• Document passage
------
Archive for the ‘Firmware Bugs’ Category

Boeing Dreamliner ‘Bug’

Friday, May 1st, 2015 Nigel Jones

There’s an all too familiar story in the press today. The headline at the Guardian reads “US aviation authority: Boeing 787 bug could cause ‘loss of control’. As usual with these kinds of stories, it’s light on technical details other than to reveal that the Dreamliner’s generators will fall into a fail safe mode if kept continuously powered for 248 days. In this fail-safe mode, the generator doesn’t apparently generate power. Thus if all four of the planes generators were powered on at the same time and kept powered for 248 days, then suddenly – no power. That’s what I’d call an unfortunate state of affairs if you were at 40,000 feet over the Atlantic.

So what’s special about 248 days? Well 248 days = 248 * 24 * 3600 = 21427200 seconds. Hmm that number looks familiar. Sure Enough, 2^31 / 100 ~= 21427200. From this I can deduce the following.

Boeing’s generators likely contain a signed 32 bit timer tick counter that is being incremented every 10ms (or possibly an unsigned 32 bit counter being incremented every 5ms – but that would be unusual). On the 248th day after start up, this counter overflows. What happens next is unclear, but Boeing must have some sort of error detection in place to detect that something bad has happened – and thus takes what on the face of it is a reasonable action and shuts down the generator.

However, what has really happened here is that Boeing has fallen into the trap of assuming that redundancy (i.e. four generators) leads to increased reliability. In this line of thinking, if the probability of a system failing is q, then the probability of all four systems failing is q*q*q*q – a number that is multiple orders of magnitude smaller than the probability of just one system failing. For example if q is 0.001, then q^4 is 1,000,000,000 times smaller. At this point, the probability of a complete system failure is essentially zero. However, this is only the case if the systems are statistically independent. If they are not, then you can have as many redundant systems as you like, and the probability of failure will be stuck at q. Or to put it another way, you may as well eschew having any redundancy at all.

Now in the days of purely electro-mechanical systems, you could be excused for arguing that there’s a reasonable amount of statistical independence between redundant systems. However, once computer control comes into the mix, the degree of statistical dependence skyrockets (if you’d pardon the pun). By having four generators presumably running the same software, then Boeing made itself  completely vulnerable to this kind of failure.

Anyway, I gave a talk on this very topic on life support systems at a conference a few years ago – so if you have half an hour to waste have a watch. If you’d rather read something that’s a bit more coherent than the presentation, then the proceedings are available here. My paper starts at page 193.
------
• Set task A
Reproduce the Dreamliner post word for word, everything from "However, what has" down to "redundancy at all.".

• Dataset extract
------
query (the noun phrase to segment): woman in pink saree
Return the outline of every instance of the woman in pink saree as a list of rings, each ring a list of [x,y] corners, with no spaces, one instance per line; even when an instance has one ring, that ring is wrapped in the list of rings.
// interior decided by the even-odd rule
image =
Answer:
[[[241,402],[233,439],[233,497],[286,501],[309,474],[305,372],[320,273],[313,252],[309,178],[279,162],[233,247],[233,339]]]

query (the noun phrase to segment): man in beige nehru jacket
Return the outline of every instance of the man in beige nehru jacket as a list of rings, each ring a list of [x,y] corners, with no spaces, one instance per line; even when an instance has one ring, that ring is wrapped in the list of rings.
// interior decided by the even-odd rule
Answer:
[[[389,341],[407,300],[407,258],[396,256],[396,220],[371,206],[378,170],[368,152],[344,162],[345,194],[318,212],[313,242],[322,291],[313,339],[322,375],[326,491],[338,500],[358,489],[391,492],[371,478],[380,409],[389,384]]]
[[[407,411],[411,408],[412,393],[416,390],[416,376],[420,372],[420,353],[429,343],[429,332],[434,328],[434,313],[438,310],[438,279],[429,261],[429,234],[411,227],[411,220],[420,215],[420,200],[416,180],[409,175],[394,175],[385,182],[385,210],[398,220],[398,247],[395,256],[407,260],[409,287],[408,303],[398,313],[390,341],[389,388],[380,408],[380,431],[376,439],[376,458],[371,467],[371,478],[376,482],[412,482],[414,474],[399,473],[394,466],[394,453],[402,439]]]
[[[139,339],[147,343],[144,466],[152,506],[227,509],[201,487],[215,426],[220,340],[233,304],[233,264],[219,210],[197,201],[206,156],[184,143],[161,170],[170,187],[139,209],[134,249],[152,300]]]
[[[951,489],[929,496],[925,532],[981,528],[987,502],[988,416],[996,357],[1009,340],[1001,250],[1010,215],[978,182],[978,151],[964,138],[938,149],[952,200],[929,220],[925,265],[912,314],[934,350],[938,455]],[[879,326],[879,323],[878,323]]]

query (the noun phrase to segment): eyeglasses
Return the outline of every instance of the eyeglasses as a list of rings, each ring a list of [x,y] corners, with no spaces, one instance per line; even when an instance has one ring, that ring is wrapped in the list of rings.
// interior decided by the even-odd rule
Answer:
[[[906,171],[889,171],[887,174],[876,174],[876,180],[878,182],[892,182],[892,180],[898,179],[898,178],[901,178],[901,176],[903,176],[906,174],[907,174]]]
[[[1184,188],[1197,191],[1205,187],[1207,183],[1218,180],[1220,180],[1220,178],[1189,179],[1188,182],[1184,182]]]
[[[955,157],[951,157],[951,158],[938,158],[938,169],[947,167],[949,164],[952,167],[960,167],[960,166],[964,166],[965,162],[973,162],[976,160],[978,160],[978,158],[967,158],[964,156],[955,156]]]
------
• Set task B
Rescale everything in the rows from the one containing "query (the noun phrase to segment): eyeglasses" down to the last row. Keep the request lines unchanged, multiply every corner coordinate in the answers by 1.45, and round each to a whole number, with halves rounded up. Give only those rows.

• Final result A
However, what has really happened here is that Boeing has fallen into the trap of assuming that redundancy (i.e. four generators) leads to increased reliability. In this line of thinking, if the probability of a system failing is q, then the probability of all four systems failing is q*q*q*q – a number that is multiple orders of magnitude smaller than the probability of just one system failing. For example if q is 0.001, then q^4 is 1,000,000,000 times smaller. At this point, the probability of a complete system failure is essentially zero. However, this is only the case if the systems are statistically independent. If they are not, then you can have as many redundant systems as you like, and the probability of failure will be stuck at q. Or to put it another way, you may as well eschew having any redundancy at all.

• Final result B
query (the noun phrase to segment): eyeglasses
Return the outline of every instance of the eyeglasses as a list of rings, each ring a list of [x,y] corners, with no spaces, one instance per line; even when an instance has one ring, that ring is wrapped in the list of rings.
// interior decided by the even-odd rule
Answer:
[[[1314,248],[1289,248],[1286,252],[1270,252],[1270,261],[1273,264],[1293,264],[1293,261],[1302,260],[1302,258],[1306,258],[1306,255],[1309,255],[1314,252],[1315,252]]]
[[[1717,273],[1736,277],[1747,271],[1750,265],[1766,261],[1769,261],[1769,258],[1724,260],[1723,264],[1717,264]]]
[[[1385,228],[1379,228],[1379,229],[1360,229],[1360,245],[1373,242],[1376,238],[1380,242],[1392,242],[1392,241],[1398,241],[1399,235],[1411,235],[1415,232],[1418,232],[1418,229],[1402,229],[1398,226],[1385,226]]]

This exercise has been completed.